— START OF Data records —
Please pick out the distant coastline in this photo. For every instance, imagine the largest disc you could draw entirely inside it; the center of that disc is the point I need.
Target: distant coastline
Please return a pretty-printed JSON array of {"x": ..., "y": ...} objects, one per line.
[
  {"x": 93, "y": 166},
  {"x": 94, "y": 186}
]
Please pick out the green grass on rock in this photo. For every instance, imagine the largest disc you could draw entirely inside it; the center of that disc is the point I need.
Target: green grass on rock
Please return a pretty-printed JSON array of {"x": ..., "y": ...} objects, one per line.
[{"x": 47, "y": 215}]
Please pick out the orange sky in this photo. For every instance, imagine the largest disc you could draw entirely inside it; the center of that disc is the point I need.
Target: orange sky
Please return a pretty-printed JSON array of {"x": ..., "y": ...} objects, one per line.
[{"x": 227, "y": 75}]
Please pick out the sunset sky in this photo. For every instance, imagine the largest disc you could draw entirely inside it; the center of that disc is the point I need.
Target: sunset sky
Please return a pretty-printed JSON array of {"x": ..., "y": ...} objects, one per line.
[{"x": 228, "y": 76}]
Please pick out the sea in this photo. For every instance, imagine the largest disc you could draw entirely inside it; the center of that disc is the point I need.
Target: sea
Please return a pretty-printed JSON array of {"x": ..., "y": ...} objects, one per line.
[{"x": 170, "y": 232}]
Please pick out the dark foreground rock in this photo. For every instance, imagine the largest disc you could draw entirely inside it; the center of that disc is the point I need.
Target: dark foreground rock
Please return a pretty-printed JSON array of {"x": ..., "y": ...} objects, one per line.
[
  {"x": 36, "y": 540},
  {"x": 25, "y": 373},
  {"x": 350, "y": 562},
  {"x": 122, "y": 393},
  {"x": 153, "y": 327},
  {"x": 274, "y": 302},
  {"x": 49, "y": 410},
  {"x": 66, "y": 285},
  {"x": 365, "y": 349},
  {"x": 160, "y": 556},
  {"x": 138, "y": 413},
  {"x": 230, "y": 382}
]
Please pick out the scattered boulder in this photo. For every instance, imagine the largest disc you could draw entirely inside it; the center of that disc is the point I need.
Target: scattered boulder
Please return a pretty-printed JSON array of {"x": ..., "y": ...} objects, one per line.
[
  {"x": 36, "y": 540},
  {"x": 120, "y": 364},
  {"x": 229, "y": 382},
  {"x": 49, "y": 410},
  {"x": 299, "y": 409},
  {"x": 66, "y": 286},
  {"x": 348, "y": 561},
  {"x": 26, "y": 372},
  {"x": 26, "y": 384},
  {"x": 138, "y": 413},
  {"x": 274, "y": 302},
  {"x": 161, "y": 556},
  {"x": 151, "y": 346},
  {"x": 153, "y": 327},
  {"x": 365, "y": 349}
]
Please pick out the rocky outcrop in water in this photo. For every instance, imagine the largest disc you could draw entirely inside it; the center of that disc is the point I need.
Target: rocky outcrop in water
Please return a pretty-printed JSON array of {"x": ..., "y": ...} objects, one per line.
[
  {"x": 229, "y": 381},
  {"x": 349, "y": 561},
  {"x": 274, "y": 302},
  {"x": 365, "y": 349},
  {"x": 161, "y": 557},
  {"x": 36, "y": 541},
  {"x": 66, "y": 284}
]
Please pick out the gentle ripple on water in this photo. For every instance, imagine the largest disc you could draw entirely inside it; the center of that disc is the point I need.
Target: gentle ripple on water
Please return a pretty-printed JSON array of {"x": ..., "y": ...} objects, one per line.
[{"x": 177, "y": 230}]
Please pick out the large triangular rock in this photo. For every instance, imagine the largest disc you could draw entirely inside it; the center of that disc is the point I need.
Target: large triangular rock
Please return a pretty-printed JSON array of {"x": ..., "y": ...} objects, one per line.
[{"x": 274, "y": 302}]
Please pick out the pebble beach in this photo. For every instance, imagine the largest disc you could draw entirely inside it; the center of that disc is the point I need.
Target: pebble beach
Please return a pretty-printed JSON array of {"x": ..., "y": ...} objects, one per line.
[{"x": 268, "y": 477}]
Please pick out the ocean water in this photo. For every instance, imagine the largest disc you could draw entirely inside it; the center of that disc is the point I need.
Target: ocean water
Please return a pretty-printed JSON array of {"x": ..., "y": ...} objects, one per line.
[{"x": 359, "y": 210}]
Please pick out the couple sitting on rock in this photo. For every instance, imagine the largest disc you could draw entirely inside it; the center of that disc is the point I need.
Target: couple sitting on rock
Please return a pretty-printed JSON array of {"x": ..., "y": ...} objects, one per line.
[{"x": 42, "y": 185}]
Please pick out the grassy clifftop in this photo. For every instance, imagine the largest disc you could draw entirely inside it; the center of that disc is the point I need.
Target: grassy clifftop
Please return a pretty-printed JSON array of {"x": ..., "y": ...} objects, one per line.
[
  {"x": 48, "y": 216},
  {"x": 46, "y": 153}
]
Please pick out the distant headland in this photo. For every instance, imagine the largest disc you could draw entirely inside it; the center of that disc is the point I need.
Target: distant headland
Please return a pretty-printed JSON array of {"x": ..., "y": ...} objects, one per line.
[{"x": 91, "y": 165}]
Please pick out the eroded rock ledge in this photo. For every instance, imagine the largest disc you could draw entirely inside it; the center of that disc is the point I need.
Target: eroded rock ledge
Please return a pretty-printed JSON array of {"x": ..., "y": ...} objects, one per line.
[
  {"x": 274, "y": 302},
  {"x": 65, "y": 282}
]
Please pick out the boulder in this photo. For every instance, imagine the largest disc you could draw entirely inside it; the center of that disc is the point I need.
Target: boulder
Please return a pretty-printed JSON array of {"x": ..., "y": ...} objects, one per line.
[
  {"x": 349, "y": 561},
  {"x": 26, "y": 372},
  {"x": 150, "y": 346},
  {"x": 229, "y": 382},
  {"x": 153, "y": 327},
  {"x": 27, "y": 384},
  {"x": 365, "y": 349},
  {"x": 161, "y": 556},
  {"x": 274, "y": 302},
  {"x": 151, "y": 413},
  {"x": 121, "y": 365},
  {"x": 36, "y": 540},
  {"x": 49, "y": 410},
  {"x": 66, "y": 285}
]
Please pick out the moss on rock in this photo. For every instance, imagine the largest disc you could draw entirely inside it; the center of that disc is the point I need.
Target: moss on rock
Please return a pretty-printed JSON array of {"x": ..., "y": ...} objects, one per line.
— END OF Data records —
* **Task statement**:
Output all records verbatim.

* **Final result**:
Please pick out the distant coastline in this photo. For every instance, imagine the largest disc you could draw entirely inside it; the center of that disc is the point I need.
Target: distant coastline
Please return a pretty-printed JSON array of {"x": ..., "y": ...} objects, one per line.
[
  {"x": 93, "y": 166},
  {"x": 94, "y": 186}
]
Please pick out the green grass on rock in this photo. For every instance, imagine the largest disc you could draw entirely inside it; the center of that disc is the point I need.
Target: green grass on rock
Please return a pretty-printed JSON array of {"x": ..., "y": ...} objects, one per line.
[{"x": 47, "y": 215}]
Please pick out the orange sky in this photo. For every instance, imagine the largest disc you could draw entirely inside it; the center of that disc is the point I need.
Target: orange sky
Please return a pretty-printed JSON array of {"x": ..., "y": ...} objects, one per line.
[{"x": 227, "y": 75}]
Please pick out the sunset sky in this photo. For every instance, imagine the largest disc you could draw entirely inside it; the center of that disc is the point I need.
Target: sunset sky
Please return a pretty-printed JSON array of {"x": ..., "y": ...} objects, one per line.
[{"x": 228, "y": 76}]
Please pick out the sea in this photo. For every instance, imagine the largest disc you could draw entirely inside it; the center of that disc is the point I need.
Target: sea
Please return a pretty-printed JSON array of {"x": ..., "y": ...} objects, one per line.
[{"x": 170, "y": 232}]
Please pick out the dark foreground rock in this photo. For every instance, imagine the largest disc you could draw entirely inside it; the center of that disc is the point I need.
Target: dark foreground rock
Please return a pretty-printed JSON array of {"x": ..., "y": ...} objects, one per line.
[
  {"x": 36, "y": 540},
  {"x": 25, "y": 373},
  {"x": 350, "y": 562},
  {"x": 122, "y": 393},
  {"x": 153, "y": 327},
  {"x": 274, "y": 302},
  {"x": 49, "y": 410},
  {"x": 66, "y": 285},
  {"x": 365, "y": 349},
  {"x": 160, "y": 556},
  {"x": 138, "y": 413},
  {"x": 230, "y": 382}
]
Please pick out the scattered boulder in this photo. For every instance, imagine the largest disc you could draw entirely inside it; the center of that disc is the point I need.
Target: scattered boulder
Please return a pretty-printed JSON array of {"x": ..., "y": ...} objects, one per line.
[
  {"x": 36, "y": 540},
  {"x": 120, "y": 364},
  {"x": 229, "y": 382},
  {"x": 49, "y": 410},
  {"x": 299, "y": 409},
  {"x": 66, "y": 286},
  {"x": 348, "y": 561},
  {"x": 26, "y": 372},
  {"x": 26, "y": 384},
  {"x": 138, "y": 413},
  {"x": 274, "y": 302},
  {"x": 161, "y": 556},
  {"x": 151, "y": 346},
  {"x": 153, "y": 327},
  {"x": 365, "y": 349}
]
Please pick out the rocky outcrop in water in this photo. For every instance, imagine the largest disc you could draw entirely inside it; the center of that disc is the point I need.
Target: rocky outcrop in water
Please return a pretty-printed JSON array of {"x": ..., "y": ...} objects, one per line.
[
  {"x": 229, "y": 381},
  {"x": 349, "y": 561},
  {"x": 274, "y": 302},
  {"x": 365, "y": 349},
  {"x": 161, "y": 557},
  {"x": 36, "y": 541},
  {"x": 66, "y": 284}
]
Please pick out the gentle ripple on water in this photo. For every instance, imagine the largest disc you could draw entirely inside it; the center of that disc is the point I need.
Target: gentle ripple on water
Please return a pretty-printed JSON array of {"x": ..., "y": ...} objects, one per line.
[{"x": 177, "y": 230}]
Please pick out the large triangular rock in this photo. For every instance, imagine the largest disc you could draw entirely inside it; the center of that disc is the point I need.
Target: large triangular rock
Please return a pretty-printed JSON array of {"x": ..., "y": ...} objects, one per line.
[{"x": 274, "y": 302}]
Please pick out the pebble beach in this photo. For every instance, imagine the largest disc you could draw entirely inside it; the center of that disc is the point I need.
Target: pebble beach
Please return a pretty-printed JSON array of {"x": ..., "y": ...} objects, one per line.
[{"x": 268, "y": 477}]
Please pick out the ocean water in this photo. For every instance, imagine the largest disc you could draw entirely inside it; the center of that disc is the point I need.
Target: ocean water
Please return a pretty-printed JSON array of {"x": ..., "y": ...} objects, one per line.
[{"x": 359, "y": 210}]
Please pick out the couple sitting on rock in this photo. For every instance, imagine the largest disc you could draw entirely inside it; the center of that disc is the point I need.
Target: couple sitting on rock
Please return a pretty-printed JSON array of {"x": ..., "y": ...} objects, one per line.
[{"x": 42, "y": 185}]
Please pick out the grassy clifftop in this photo. For every instance, imagine the largest disc you could draw entirely inside it; the center of that disc is the point I need.
Target: grassy clifftop
Please return a pretty-printed JSON array of {"x": ..., "y": ...} objects, one per line.
[
  {"x": 48, "y": 216},
  {"x": 46, "y": 153}
]
Please pick out the distant headland in this photo. For every instance, imagine the largest disc you could draw entirely inside it; the center of that disc is the point I need.
Target: distant headland
Please return a pretty-printed JSON array of {"x": ..., "y": ...} objects, one per line.
[{"x": 91, "y": 165}]
Please pick out the eroded rock ledge in this photo. For every instance, imagine the largest disc you could draw entirely inside it; the center of that disc is the point I need.
Target: eroded rock ledge
Please return a pretty-printed JSON array of {"x": ..., "y": ...} objects, one per line.
[
  {"x": 274, "y": 302},
  {"x": 65, "y": 282}
]
Please pick out the boulder in this photo. For every instance, imagine the largest disc you could draw entirely inside it; the center of that disc is the point I need.
Target: boulder
Please return a pretty-printed JSON array of {"x": ..., "y": ...} objects, one per line.
[
  {"x": 349, "y": 561},
  {"x": 26, "y": 372},
  {"x": 150, "y": 346},
  {"x": 229, "y": 382},
  {"x": 153, "y": 327},
  {"x": 27, "y": 384},
  {"x": 365, "y": 349},
  {"x": 161, "y": 556},
  {"x": 274, "y": 302},
  {"x": 151, "y": 413},
  {"x": 121, "y": 365},
  {"x": 36, "y": 540},
  {"x": 49, "y": 410},
  {"x": 66, "y": 285}
]
Please pick out the moss on rock in this photo. For every instance, imagine the largest disc you could draw entirely inside it; the center of that disc is the point I need.
Target: moss on rock
Please return a pretty-printed JSON array of {"x": ..., "y": ...} objects, one per line.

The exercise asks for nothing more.